Segmentation dataset excerpts =>
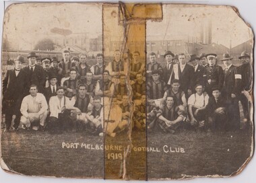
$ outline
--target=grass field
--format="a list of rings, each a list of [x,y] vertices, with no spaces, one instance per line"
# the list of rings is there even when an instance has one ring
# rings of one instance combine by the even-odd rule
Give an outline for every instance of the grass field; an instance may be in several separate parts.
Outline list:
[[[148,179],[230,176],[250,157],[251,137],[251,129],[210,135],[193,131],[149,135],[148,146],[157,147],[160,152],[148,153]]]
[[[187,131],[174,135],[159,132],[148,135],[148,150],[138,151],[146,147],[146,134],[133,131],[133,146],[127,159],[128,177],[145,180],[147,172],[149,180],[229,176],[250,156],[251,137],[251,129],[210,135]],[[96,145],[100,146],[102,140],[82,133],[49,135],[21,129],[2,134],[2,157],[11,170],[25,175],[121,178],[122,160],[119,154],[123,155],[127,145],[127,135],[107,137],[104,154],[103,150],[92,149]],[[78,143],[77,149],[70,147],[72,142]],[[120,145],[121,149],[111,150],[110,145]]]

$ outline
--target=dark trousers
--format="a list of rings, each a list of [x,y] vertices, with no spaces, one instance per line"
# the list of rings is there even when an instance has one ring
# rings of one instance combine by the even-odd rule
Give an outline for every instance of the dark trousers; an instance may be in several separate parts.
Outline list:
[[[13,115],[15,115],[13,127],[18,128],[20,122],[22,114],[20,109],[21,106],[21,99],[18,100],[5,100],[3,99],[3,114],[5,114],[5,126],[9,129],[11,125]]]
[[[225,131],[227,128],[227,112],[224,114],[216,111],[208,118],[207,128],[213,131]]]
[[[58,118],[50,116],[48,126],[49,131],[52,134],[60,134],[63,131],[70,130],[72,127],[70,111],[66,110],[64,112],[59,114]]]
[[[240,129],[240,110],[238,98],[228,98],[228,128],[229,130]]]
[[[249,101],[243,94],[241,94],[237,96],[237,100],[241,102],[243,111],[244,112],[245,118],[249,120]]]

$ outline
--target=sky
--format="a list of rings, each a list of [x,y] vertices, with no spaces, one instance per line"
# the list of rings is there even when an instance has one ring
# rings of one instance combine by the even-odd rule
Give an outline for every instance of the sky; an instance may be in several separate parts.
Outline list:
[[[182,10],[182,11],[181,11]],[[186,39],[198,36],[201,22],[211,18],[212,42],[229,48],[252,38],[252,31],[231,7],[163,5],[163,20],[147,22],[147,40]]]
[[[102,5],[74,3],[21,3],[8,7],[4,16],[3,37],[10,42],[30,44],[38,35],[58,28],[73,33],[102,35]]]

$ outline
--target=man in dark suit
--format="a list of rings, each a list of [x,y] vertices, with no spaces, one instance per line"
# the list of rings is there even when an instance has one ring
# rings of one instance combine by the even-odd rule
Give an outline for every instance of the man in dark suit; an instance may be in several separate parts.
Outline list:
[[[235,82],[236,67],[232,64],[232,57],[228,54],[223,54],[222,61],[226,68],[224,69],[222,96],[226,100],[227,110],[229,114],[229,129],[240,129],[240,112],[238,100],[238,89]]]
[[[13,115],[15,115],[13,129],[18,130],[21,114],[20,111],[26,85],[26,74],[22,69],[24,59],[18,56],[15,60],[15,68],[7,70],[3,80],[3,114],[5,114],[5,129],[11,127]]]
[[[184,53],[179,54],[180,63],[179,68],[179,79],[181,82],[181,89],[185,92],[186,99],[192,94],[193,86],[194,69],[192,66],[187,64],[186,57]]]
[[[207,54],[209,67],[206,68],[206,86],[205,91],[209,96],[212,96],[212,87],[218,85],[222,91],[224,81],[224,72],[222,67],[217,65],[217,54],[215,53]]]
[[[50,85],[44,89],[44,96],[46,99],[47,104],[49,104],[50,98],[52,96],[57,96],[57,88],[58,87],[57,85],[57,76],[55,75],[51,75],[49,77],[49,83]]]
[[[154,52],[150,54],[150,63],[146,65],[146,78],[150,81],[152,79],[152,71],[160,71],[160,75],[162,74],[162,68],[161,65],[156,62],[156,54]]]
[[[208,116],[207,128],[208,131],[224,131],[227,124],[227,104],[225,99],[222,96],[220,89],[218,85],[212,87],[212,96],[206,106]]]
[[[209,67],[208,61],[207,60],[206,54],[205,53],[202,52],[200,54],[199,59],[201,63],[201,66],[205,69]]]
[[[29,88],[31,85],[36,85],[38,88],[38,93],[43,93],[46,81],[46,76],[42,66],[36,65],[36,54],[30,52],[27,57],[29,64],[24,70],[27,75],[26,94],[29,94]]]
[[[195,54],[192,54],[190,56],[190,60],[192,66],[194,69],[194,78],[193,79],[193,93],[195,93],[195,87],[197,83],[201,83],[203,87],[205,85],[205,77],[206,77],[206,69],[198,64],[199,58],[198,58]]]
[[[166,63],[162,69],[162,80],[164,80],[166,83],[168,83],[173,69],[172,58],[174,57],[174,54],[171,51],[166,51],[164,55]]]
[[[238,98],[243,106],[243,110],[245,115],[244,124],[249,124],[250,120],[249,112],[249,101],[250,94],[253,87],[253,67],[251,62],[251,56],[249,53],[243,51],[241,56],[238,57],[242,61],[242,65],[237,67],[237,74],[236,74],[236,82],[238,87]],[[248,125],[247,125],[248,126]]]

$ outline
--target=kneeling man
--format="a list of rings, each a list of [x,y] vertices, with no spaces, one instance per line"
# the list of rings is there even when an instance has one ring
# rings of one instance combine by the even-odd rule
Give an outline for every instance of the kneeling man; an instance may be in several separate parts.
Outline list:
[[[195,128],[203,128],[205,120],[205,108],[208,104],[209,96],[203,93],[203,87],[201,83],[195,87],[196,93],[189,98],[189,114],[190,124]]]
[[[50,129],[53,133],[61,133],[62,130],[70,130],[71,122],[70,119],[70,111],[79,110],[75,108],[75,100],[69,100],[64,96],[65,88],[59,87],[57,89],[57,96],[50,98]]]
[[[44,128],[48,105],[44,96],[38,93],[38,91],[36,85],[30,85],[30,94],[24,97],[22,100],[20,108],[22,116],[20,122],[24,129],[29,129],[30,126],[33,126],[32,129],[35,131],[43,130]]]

...

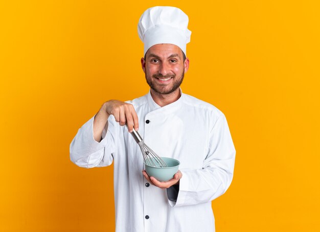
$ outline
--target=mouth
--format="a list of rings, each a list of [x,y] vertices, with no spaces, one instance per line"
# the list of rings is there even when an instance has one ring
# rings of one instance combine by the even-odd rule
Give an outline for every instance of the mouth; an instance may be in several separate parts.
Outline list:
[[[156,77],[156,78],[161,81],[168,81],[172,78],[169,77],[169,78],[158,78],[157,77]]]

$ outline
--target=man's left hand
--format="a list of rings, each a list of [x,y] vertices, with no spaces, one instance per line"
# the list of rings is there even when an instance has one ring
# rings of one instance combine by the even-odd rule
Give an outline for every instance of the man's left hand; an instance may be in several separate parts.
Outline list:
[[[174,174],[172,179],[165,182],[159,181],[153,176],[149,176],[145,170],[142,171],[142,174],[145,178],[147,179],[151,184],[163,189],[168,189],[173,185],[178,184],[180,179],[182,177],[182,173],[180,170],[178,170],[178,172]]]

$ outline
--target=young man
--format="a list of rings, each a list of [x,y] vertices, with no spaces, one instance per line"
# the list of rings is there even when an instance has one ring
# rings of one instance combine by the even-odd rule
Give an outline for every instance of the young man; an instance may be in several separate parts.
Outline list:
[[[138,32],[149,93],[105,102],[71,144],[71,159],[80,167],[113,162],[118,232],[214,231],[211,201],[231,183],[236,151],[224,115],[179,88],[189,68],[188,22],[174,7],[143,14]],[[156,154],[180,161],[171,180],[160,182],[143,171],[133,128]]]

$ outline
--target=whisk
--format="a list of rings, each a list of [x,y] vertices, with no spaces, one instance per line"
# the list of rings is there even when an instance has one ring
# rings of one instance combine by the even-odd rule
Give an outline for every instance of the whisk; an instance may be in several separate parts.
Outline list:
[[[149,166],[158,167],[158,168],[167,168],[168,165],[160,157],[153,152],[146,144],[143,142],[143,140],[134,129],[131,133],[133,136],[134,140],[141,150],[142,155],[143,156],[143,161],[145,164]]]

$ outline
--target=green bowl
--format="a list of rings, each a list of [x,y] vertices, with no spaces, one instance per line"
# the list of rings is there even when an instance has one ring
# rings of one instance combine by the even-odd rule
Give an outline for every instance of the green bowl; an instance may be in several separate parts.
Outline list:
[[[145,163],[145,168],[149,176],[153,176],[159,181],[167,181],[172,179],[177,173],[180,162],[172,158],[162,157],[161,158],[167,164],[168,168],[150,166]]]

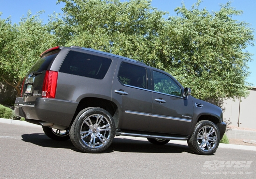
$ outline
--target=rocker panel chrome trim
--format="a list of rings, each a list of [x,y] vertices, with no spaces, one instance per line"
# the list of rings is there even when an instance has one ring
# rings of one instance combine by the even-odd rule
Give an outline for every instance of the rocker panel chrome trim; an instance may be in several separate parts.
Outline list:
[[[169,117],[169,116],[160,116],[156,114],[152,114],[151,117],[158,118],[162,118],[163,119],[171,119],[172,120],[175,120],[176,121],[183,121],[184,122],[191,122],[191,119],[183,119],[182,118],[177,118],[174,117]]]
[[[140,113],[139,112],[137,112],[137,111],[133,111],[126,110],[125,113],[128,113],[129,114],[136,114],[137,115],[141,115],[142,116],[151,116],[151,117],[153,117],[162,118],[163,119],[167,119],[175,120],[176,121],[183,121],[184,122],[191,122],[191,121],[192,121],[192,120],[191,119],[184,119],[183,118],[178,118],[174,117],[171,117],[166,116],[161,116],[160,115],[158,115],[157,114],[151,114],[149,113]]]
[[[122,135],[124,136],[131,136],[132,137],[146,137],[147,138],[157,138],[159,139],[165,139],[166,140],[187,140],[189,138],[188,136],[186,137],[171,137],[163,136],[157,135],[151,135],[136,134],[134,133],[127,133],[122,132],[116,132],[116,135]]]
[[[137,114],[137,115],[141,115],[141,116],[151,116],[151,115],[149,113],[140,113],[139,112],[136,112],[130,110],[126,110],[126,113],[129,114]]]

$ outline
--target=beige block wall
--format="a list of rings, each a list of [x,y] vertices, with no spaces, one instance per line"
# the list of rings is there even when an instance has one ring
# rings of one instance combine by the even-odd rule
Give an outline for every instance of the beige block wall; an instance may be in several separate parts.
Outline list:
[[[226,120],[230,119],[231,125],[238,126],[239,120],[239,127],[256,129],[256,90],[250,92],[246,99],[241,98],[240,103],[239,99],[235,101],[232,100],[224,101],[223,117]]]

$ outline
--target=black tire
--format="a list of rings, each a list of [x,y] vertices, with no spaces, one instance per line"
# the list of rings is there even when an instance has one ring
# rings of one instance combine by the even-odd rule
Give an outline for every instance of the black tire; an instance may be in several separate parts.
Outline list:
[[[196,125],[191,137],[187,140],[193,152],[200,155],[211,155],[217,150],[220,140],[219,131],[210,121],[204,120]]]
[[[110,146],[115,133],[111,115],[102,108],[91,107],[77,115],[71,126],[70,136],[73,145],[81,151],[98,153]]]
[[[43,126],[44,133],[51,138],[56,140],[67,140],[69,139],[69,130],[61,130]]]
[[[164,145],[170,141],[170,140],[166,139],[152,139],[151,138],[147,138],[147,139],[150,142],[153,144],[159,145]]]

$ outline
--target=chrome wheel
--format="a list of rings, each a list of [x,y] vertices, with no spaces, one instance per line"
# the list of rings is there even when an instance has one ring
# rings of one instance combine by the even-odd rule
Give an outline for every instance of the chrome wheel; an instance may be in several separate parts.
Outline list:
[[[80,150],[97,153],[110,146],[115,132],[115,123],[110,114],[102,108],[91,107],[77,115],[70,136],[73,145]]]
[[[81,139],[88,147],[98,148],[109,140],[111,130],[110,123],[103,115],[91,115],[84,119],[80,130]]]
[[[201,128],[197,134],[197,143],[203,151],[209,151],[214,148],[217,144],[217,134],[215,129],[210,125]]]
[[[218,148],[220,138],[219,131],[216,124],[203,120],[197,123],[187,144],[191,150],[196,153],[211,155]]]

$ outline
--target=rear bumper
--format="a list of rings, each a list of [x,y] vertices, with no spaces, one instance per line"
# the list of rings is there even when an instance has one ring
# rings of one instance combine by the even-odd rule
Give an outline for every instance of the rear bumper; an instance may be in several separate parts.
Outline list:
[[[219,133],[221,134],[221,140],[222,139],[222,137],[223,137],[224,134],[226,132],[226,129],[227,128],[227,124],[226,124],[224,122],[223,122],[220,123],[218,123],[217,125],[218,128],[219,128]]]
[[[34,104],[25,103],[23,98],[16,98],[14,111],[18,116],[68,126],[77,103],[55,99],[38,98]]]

* * *

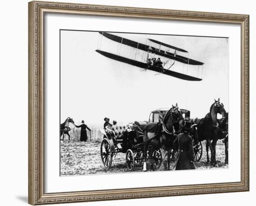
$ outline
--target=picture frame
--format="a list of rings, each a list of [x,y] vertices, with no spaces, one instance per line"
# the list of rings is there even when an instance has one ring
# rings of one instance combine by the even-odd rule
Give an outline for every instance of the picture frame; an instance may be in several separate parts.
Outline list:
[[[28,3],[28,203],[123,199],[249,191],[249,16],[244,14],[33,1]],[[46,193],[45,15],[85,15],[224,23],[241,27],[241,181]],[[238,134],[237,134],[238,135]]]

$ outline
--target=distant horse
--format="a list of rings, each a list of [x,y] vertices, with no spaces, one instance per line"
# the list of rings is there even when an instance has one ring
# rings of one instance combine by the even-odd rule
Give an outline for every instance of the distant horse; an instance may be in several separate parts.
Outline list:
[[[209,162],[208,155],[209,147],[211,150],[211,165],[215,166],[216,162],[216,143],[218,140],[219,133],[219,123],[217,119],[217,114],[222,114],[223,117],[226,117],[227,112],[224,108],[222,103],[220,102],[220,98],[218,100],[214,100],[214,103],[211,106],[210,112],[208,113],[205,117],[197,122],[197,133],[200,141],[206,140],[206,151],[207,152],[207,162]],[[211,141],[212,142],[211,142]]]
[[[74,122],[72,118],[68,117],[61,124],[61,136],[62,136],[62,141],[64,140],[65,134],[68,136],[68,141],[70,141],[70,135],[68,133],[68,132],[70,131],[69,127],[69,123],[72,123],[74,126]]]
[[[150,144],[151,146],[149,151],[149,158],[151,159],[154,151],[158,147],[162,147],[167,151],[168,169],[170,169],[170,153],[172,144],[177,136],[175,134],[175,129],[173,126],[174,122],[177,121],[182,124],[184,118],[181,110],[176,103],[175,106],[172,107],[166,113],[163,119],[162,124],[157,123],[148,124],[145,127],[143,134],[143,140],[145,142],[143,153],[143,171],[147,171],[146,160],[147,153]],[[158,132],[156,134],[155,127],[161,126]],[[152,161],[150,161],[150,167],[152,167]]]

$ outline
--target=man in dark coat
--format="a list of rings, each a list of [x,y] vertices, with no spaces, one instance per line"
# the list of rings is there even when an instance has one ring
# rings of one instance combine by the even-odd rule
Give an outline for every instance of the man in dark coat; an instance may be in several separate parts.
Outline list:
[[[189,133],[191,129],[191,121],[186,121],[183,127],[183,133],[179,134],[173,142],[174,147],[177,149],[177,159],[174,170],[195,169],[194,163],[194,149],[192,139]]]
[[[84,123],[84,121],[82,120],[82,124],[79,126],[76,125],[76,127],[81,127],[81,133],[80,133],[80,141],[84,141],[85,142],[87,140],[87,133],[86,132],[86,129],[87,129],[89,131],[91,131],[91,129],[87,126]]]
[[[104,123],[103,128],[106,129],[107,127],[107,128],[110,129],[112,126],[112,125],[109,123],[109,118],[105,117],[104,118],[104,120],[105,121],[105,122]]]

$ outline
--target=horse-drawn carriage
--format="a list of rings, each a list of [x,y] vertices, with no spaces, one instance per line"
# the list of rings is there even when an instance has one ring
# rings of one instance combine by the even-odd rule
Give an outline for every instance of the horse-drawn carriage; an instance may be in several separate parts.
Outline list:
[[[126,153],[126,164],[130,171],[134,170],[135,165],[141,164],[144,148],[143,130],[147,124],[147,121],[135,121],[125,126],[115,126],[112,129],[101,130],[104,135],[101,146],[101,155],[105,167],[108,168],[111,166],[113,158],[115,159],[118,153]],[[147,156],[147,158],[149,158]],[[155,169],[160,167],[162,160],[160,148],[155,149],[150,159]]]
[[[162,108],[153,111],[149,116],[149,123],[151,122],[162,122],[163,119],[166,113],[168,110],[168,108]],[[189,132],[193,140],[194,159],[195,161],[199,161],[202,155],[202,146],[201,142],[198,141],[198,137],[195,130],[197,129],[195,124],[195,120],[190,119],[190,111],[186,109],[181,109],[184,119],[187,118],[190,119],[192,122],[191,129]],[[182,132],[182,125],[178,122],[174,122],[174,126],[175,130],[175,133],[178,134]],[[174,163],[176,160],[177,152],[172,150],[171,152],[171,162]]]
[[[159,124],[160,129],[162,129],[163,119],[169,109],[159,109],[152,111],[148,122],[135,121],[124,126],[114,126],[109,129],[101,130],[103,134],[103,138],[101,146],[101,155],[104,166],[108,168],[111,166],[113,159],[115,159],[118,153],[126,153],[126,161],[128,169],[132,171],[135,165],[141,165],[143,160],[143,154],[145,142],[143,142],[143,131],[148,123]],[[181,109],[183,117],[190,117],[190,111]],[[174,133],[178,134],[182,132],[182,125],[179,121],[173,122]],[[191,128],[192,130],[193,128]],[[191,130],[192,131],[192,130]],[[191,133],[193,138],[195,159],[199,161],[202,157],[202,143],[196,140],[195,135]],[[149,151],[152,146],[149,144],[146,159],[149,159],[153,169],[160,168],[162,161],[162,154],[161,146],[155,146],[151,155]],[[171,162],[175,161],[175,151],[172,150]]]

Written task => Which lines in the entries contain the word "kneeling"? Pull out each of them, treating case as significant.

Task output =>
--target=kneeling man
Give an outline for every instance of the kneeling man; an instance may be in several separate parts.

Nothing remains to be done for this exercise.